> _Your assignment_
There is one span to output from the data below: the lines starting at the line with "In this practice step, locate the palm" and ending at the line with "In this practice step, locate the coiled". Output it exactly, ends included, nothing more.

> _Dataset content_
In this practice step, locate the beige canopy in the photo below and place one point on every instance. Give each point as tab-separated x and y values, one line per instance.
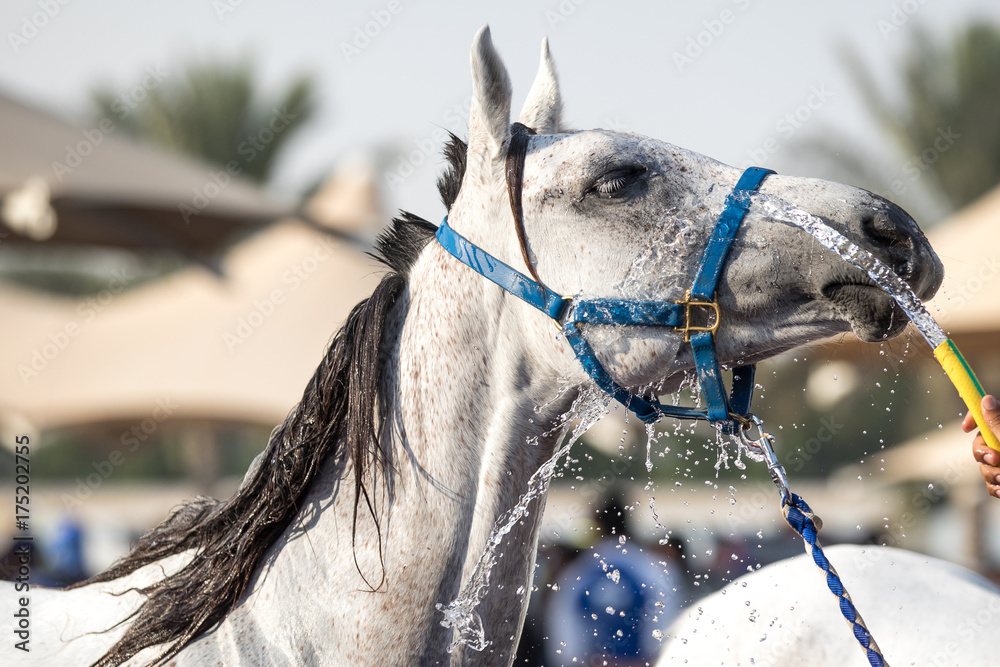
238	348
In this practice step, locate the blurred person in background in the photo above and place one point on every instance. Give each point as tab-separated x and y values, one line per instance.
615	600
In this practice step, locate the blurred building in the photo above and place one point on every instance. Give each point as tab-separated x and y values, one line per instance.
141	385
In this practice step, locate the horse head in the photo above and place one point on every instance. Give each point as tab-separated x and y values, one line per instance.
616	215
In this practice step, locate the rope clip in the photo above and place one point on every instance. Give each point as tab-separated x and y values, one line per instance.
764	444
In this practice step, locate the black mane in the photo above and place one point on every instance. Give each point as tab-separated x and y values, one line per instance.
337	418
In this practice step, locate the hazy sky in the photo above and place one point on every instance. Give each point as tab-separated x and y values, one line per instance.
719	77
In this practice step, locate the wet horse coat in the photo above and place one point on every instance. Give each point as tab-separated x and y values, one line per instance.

* * *

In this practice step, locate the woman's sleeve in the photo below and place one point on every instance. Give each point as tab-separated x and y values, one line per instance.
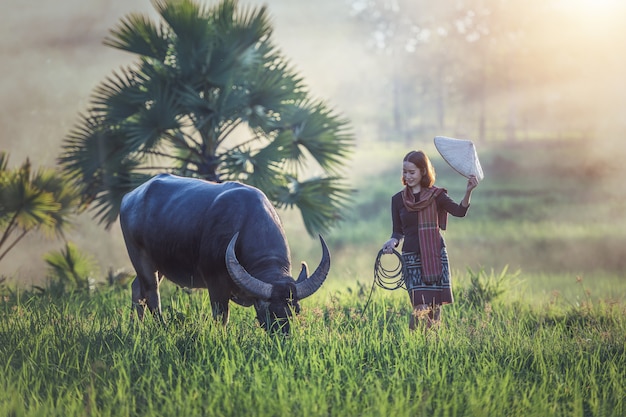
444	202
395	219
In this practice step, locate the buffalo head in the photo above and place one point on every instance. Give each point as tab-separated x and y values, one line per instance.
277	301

--

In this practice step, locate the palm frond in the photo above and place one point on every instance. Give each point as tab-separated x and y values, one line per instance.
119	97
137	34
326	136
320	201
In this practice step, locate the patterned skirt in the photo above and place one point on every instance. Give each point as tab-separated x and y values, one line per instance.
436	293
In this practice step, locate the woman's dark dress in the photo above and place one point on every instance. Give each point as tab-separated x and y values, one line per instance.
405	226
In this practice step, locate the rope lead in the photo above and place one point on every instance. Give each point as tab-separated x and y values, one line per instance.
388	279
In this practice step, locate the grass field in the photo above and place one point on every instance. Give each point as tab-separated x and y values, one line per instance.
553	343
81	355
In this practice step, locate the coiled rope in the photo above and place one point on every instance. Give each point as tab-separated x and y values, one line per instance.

> _Written answer_
In this practice step, locate the palm frond in the photo above and place one point on every instance. Give each point as tab-separated x and y values, one line per instance.
119	97
137	34
326	136
320	201
In this practice step, locate the patterned skirt in the photo above and place one point on every instance. Give each point as tab-separated x and y values, one line per instance.
436	293
In this practice step, locate the woman's dark dress in the photo above and place one point on every instance. Give each point as tab-separated x and y values, one line per instance.
405	226
In this practice step, locate the rope lead in the photo above and place one point on every instance. Give each point as tab-separated x and y values, one line per instance.
388	279
In this practice step, locate the grass field in the photo above and place one point on every instance. Give each point as tab-separated x and y values, one line per instance.
553	343
81	355
In this practice step, locate the coiled rope in the photo above and place one point on every instance. Give each point as tab-separated x and y values, one line per instance.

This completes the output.